■ **Data supplied**:
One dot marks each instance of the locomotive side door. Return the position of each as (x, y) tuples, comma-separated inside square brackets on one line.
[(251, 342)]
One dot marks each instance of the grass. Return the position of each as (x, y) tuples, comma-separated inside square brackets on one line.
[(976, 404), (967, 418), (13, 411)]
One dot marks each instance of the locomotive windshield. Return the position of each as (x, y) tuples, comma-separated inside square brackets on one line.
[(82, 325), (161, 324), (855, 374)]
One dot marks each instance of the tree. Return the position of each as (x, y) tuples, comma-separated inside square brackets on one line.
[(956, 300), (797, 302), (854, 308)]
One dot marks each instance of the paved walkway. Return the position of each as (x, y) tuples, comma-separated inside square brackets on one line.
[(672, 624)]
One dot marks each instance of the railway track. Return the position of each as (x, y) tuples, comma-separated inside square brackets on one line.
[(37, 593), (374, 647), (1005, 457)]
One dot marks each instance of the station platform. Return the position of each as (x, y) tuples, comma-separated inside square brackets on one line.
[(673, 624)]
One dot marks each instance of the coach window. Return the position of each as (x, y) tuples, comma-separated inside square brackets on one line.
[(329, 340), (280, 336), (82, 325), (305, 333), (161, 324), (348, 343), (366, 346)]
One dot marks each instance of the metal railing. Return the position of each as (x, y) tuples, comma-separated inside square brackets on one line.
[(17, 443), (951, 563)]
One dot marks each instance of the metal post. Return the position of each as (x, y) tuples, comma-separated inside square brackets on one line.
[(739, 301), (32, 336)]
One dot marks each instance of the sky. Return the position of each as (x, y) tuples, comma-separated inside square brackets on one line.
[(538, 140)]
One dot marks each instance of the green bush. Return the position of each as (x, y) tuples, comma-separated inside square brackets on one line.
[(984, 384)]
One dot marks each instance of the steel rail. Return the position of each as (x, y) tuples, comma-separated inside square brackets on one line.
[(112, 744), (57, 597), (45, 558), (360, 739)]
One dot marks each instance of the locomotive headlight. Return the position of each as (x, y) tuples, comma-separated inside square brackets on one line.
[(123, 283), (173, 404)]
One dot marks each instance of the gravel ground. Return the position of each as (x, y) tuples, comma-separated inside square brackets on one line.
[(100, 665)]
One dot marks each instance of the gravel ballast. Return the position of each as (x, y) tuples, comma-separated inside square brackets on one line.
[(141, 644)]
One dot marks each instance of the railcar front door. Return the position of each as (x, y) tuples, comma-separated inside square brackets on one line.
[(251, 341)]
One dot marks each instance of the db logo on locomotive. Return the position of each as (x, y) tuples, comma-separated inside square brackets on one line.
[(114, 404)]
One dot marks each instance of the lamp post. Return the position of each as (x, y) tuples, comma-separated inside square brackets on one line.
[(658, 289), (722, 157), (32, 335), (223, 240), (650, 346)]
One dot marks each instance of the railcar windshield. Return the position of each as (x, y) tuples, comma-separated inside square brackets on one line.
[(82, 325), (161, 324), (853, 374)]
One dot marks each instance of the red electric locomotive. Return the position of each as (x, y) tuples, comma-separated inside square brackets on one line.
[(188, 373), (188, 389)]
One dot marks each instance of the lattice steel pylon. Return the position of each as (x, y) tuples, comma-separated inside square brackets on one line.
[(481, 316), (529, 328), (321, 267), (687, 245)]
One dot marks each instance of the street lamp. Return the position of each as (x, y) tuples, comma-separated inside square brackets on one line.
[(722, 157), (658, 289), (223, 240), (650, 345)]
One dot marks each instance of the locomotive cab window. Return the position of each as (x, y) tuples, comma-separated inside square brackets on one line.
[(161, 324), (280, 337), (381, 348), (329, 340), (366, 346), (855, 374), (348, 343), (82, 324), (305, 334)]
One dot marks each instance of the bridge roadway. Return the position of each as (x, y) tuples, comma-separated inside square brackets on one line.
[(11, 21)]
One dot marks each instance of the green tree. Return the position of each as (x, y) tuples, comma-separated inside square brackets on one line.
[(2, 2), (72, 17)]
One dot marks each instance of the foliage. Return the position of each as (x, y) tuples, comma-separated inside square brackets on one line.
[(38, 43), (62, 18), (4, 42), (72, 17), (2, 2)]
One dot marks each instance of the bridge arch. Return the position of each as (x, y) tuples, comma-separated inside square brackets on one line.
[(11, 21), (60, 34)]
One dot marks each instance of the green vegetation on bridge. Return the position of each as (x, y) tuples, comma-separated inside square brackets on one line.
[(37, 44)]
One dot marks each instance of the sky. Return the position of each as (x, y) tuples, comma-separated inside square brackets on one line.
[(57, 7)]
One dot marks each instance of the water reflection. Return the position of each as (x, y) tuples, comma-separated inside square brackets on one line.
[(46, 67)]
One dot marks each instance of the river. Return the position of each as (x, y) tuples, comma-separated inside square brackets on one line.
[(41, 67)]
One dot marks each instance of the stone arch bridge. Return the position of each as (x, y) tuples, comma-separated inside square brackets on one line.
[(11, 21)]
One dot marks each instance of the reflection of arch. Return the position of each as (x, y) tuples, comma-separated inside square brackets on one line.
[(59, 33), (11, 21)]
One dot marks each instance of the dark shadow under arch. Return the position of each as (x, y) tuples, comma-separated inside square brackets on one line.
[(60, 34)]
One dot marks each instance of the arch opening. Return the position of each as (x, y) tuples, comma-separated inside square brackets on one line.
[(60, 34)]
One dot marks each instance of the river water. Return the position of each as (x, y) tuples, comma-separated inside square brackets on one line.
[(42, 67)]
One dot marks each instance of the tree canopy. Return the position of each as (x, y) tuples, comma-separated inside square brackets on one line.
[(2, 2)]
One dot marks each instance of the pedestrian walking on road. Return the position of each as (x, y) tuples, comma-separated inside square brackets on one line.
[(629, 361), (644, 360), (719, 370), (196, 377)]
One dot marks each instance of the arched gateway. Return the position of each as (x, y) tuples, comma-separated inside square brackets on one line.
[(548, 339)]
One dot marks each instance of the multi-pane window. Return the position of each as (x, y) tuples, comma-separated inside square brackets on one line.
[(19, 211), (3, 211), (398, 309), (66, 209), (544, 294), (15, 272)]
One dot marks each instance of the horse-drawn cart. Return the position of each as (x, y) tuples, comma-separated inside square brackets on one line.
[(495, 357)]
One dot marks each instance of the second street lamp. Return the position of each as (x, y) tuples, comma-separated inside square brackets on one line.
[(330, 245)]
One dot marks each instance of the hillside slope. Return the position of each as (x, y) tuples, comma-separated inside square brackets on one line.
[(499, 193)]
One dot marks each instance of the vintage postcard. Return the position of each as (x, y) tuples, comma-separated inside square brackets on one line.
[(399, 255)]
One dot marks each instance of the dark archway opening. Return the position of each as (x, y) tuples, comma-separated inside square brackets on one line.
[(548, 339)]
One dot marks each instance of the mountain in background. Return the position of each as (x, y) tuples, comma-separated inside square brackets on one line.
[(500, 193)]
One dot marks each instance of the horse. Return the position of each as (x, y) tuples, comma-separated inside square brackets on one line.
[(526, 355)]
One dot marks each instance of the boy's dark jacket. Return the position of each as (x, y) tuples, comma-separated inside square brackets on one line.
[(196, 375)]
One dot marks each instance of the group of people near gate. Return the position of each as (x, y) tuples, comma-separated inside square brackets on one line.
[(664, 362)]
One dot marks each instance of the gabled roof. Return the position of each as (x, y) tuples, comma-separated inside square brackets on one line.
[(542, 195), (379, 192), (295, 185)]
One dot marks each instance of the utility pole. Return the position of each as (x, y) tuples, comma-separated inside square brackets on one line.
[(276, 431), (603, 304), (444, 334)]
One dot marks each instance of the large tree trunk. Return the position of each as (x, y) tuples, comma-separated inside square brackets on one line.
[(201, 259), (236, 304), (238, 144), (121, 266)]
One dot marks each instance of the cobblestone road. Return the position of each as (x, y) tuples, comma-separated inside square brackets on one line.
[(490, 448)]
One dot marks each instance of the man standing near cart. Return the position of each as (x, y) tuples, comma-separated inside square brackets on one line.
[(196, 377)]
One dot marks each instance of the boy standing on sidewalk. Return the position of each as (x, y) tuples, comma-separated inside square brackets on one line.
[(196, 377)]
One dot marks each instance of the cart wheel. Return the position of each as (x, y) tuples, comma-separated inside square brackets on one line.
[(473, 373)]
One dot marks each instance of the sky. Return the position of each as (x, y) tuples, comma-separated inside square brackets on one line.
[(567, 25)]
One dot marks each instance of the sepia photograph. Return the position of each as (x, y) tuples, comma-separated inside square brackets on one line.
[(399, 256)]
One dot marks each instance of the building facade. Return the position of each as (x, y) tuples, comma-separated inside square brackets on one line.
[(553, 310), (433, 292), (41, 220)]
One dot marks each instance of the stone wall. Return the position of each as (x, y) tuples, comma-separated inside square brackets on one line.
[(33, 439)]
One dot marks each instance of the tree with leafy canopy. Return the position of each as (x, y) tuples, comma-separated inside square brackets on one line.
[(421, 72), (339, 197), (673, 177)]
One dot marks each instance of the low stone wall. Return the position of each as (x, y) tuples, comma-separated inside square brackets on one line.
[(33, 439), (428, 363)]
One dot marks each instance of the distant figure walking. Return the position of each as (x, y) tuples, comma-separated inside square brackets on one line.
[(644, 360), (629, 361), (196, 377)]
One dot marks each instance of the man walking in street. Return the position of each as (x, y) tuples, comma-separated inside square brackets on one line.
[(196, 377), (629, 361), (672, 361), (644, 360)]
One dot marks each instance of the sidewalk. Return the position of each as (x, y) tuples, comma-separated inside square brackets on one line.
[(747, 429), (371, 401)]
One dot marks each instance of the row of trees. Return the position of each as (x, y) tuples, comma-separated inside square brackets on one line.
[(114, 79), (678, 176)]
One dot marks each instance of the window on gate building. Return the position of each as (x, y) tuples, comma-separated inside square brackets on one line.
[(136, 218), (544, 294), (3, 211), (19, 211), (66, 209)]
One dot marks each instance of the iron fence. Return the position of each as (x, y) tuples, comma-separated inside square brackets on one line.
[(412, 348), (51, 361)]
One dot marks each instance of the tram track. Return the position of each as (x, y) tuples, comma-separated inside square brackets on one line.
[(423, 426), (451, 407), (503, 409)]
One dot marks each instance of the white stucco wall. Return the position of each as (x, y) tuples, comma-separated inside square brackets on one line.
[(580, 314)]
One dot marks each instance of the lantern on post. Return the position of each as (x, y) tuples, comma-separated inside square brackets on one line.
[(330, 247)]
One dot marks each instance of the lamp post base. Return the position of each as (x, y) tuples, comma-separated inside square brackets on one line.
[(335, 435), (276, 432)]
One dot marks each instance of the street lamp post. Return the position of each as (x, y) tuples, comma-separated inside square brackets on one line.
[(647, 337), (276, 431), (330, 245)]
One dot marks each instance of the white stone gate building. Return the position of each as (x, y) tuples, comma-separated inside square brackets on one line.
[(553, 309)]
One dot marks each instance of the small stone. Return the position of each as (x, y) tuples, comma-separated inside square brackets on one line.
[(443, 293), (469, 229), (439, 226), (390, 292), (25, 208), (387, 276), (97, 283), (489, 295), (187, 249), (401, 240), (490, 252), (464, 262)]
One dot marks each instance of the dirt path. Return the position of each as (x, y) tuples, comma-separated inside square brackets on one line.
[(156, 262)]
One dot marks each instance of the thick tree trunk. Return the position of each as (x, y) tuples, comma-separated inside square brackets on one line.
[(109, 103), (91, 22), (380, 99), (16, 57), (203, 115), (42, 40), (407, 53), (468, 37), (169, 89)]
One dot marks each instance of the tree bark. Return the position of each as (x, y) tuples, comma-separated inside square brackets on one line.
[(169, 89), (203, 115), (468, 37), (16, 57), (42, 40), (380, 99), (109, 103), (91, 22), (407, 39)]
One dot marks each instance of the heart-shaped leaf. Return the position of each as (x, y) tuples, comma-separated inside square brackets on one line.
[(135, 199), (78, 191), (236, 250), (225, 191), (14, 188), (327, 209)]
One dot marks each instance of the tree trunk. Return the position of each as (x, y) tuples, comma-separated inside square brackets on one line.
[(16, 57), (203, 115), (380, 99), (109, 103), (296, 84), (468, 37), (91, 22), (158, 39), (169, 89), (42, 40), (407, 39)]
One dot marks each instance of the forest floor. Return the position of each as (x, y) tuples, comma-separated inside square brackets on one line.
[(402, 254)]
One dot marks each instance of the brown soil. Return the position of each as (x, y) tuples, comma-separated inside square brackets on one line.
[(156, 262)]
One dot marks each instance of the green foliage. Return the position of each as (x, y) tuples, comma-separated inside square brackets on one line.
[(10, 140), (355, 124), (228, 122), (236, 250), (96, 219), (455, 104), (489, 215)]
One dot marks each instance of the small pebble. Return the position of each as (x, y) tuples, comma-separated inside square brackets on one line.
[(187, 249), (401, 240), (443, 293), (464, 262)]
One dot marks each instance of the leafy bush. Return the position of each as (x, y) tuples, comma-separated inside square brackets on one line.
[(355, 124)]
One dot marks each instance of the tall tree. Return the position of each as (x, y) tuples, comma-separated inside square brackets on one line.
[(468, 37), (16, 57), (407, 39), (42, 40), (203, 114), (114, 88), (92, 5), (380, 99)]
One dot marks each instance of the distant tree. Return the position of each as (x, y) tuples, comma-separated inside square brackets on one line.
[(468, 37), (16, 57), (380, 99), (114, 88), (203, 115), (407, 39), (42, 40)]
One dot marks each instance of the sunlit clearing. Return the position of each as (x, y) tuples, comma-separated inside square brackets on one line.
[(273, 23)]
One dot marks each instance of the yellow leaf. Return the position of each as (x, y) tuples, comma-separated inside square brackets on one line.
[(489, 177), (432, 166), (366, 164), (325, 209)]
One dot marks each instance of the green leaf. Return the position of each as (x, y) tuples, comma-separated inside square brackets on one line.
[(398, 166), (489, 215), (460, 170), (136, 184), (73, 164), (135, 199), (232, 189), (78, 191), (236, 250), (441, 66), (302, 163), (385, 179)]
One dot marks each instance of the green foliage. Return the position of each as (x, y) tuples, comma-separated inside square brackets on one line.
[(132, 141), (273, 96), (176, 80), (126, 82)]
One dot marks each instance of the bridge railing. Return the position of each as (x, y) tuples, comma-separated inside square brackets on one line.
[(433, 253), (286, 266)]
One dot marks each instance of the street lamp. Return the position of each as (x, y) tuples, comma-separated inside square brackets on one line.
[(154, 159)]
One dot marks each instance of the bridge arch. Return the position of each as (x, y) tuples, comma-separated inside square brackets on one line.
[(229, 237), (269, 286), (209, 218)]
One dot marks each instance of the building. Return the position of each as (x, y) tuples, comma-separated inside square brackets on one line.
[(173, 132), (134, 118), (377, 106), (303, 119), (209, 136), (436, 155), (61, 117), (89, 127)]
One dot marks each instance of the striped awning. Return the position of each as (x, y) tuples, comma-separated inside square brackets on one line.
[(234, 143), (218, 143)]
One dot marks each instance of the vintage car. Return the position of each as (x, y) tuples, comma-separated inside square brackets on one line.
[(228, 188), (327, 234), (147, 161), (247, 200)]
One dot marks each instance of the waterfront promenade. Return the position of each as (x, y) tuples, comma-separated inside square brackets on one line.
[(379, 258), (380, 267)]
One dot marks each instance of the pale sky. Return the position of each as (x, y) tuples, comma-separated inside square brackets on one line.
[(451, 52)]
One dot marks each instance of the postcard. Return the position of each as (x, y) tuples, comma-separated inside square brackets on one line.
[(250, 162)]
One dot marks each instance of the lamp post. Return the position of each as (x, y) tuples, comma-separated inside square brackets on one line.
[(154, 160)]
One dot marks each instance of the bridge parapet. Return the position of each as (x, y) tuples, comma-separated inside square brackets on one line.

■ **The exercise**:
Could you reproduce everything from the line containing "One dot marks each instance of the locomotive windshield." down to the line containing "[(739, 301), (32, 336)]", swapping "tuples" for "pairs" and keeping all else in those lines unchanged? Give only those lines.

■ **Complete answer**:
One dot marks each instance of the locomotive windshield. Return the position of each as (x, y) pairs, comma-separated inside square brackets on one line.
[(82, 325), (161, 324), (855, 374)]
One dot marks each instance of the tree. Return the position of each as (x, y) pairs, comma-separated inside square brackets on one line.
[(956, 300), (797, 302), (854, 308)]
One dot marks each instance of the paved walkway. Return the position of each as (x, y) pairs, comma-separated inside square brackets on one line.
[(672, 624)]
One dot marks each instance of the railway track. Return the position of each as (x, y) pairs, comma-separated inside square brackets on one line.
[(37, 593), (374, 647), (1005, 457)]
One dot marks each instance of the station platform. Return the position of each as (x, y) pairs, comma-separated inside square brackets on one line.
[(673, 624)]
One dot marks each instance of the coach window. Return the position of each as (x, y) pairs, comma-separated inside square brackets on one line.
[(329, 340), (280, 336), (82, 325), (305, 333), (161, 324), (348, 343), (366, 346)]
One dot marks each instance of the metal railing. Return the position of each as (x, y) pairs, comma-separated inside square brackets on one line.
[(17, 443), (951, 563)]
One dot marks each instance of the metal post. Return the position of each as (x, y) pairs, comma-separated inside square brackets on one line.
[(739, 301), (32, 336)]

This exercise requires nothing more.